- 原文 -
- - - -

今回は客単価を上げるために重要な指標「顧客満足度」についてお話をしていきます。
顧客満足度とは、その名の通り「自社の商品やサービスを購入してくれている顧客の満足度」のことです。
顧客満足度を上げることにより、客単価を上げて売上や利益を上げることができます。
とはいえ、顧客満足度をという言葉を知っているものの、深く理解している方は意外にも少ないです。
そこでこの記事では、顧客満足度について以下の内容を中心に解説します。
- そもそも顧客満足度とは?
- 顧客満足度を上げる3つのメリット
- 顧客満足度を上げて顧客満足度を上げる7つの方法
- アンケートで顧客満足度を調査する方法
- リピーターを増やすためには顧客ロイヤルティも重要
自社に販売する商品の顧客満足度を上げてリピーターを増やしたい方や、顧客満足度に課題を感じている経営者の方は、ぜひ参考にしてください。
意外と理解できていない!そもそも顧客満足度とは?
顧客満足度とは、「商品やサービスに対する顧客の満足度」のことです。
顧客満足度を上げることにより、リピーターが増えたり、顧客が他商品の購入を購入してくれたりとさまざまなメリットがあります。
そのため、顧客満足度を上げることで売上や利益の改善が見込まれるのです。
そんな顧客満足度は5つの指標が関わっているとされています。
顧客満足度に関わる5つの指標を紹介!
ここからは顧客満足度に関わる5つの指標を紹介します。
日本顧客満足度指数調査を行っている公益財団法人日本生産本部では、顧客満足度には次の5つの指標が関わっているといるとされています。
- 顧客期待
- 知覚品質
- 知覚価値
- 推奨意向
- ロイヤルティ
以下の図は、顧客満足度と5つの指標の関係性を表した図です。
出典:JSCI 日本版顧客満足度指数 2018年度年間調査結果(公益財団法人日本生産本部)
顧客満足は、3つの要因で構成されています。
- 顧客期待
- 知覚品質
- 知覚価値
また、顧客満足を上げることで、次の2つの指標を上げることができるのです。
- 推奨意向
- ロイヤルティ
5つの指標について詳しく解説します。
顧客満足度に関わる指標1.顧客期待
顧客期待は顧客満足度を構成する指標の1つです。
顧客期待とは、顧客がサービスや商品を実際に利用したときに、顧客が事前に感じている企業や商品への予想や期待のことです。
顧客期待の高い商品を作り、顧客期待を超えることで顧客満足度を向上させることができます。
顧客期待は、このあと紹介する知覚期待と知覚価値への影響も大きく、顧客満足度を構成する指標の中でも基礎となる指標です。
顧客満足度に関わる指標2.知覚品質
知覚品質も顧客満足度を構成する指標の1つです。
知覚品質とは、顧客が商品やサービスを実際に利用したときに感じる、商品やサービスの品質のことです。
知覚品質の高い商品を作ることで、顧客満足度を上げることができます。
また、知覚品質は顧客期待が存在するからこそ存在するものです。
そのため、顧客期待値がある程度高く、なおかつ商品やサービスの品質が高ければ顧客満足度も高くなりやすいのです。
顧客満足度に関わる指標3.知覚価値
顧客満足度を構成する最後の指標は、知覚価値です。

- - - -

- データ -

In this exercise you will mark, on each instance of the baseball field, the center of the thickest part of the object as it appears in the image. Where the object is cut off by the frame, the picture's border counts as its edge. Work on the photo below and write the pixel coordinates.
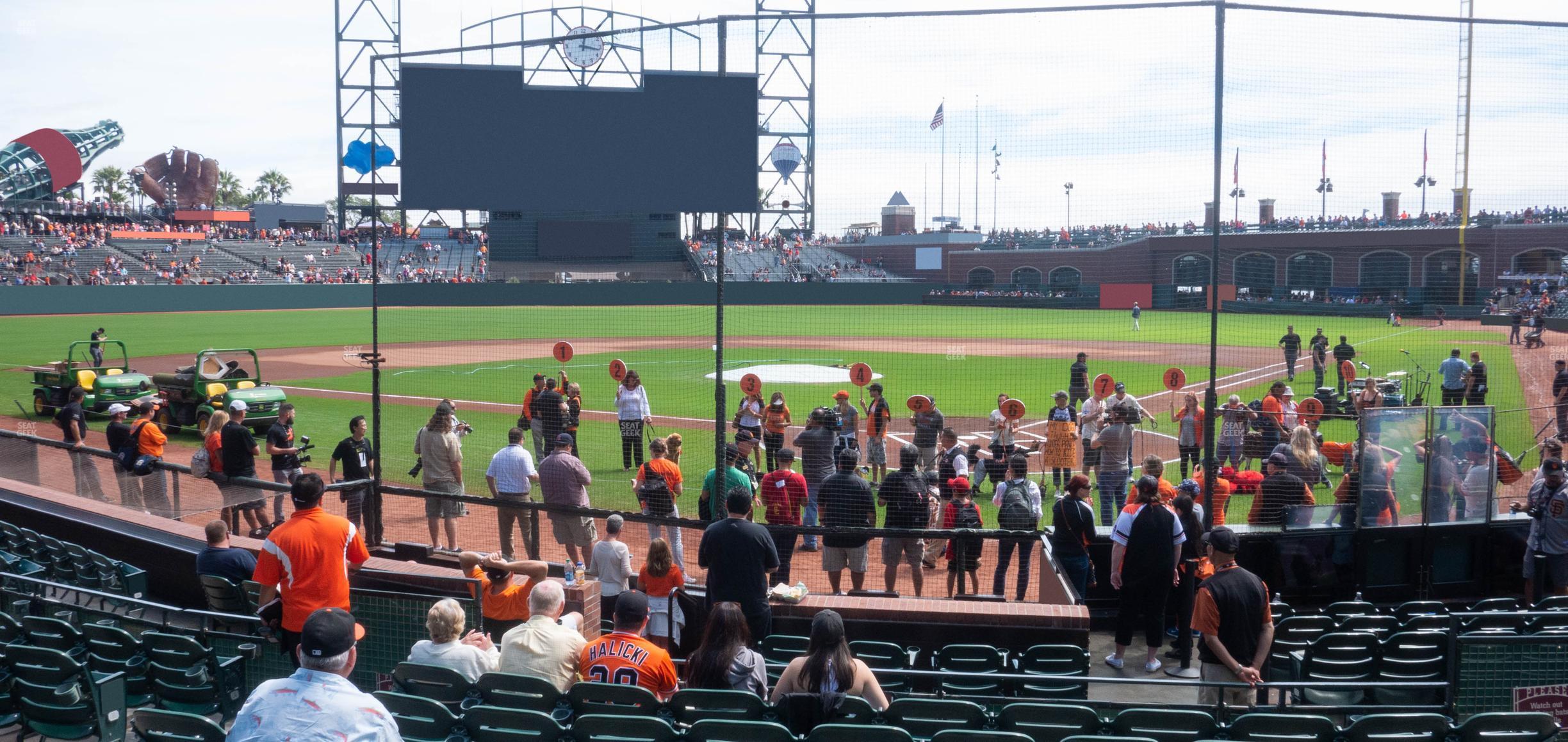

- - - -

- 記述問題 -
原文によると、顧客満足を上げることで上げられる2つの指標は何か、答えてください。

- 解答 -
推奨意向とロイヤルティです。